Формулировка задачи A: Выведите без изменений часть фрагмента документа от «Верю, что теперь» до «восторжествовать.».
Формулировка задачи B:
Ответьте по фрагменту документа:
(i) Что, согласно фрагменту, в конечном итоге не может восторжествовать?
(ii) Когда Юлиусбергер написал письмо Эйнштейну в Принстон?
(iii) К какому событию он вернулся в этом письме?

Фрагмент документа:

——

Верю, что теперь появилась надежда увидеть день, когда невыразимое зло
будет как-то искуплено. Но несчастья, отчаяние, бессмысленное уничтожение
человеческих, жизней -- этого ничем не возместить. И все же можно полагать,
что теперь даже самые тупые поймут: ложь и тирания в конечном итоге не могут
восторжествовать.
Вы для меня пример несокрушимой силы духа, которую приобретает человек,
занятый поисками истины. Мои высшие радости тоже связаны с этими поисками. В
вечном содружестве людей такого типа находишь убежище, которое спасает от
ощущения безысходного одиночества и отчаяния".
В письме Эйнштейну в Принстон в сентябре 1942 г. Юлиусбергер вернулся к
событию 15-летней давности -- похоронам тещи Эйнштейна и напомнил слова
Эйнштейна на обратном пути с кладбища:
"Заключительная фраза прекрасной молитвы "Бог дал, Бог взял, да
благословенно будет имя Божие" означает богатство и избыток жизни: она
всегда дает и всегда отнимает -- чтобы снова дать".

——

Раздел данных:
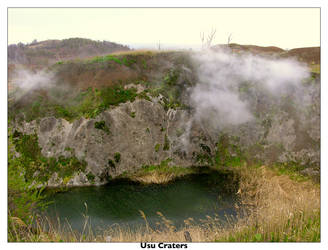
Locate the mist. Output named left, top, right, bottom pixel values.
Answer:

——

Готовый ответ A:
Верю, что теперь появилась надежда увидеть день, когда невыразимое зло
будет как-то искуплено. Но несчастья, отчаяние, бессмысленное уничтожение
человеческих, жизней -- этого ничем не возместить. И все же можно полагать,
что теперь даже самые тупые поймут: ложь и тирания в конечном итоге не могут
восторжествовать.

Готовый ответ B:
(i) Ложь и тирания.
(ii) В сентябре 1942 г.
(iii) К похоронам тещи Эйнштейна, состоявшимся за 15 лет до письма.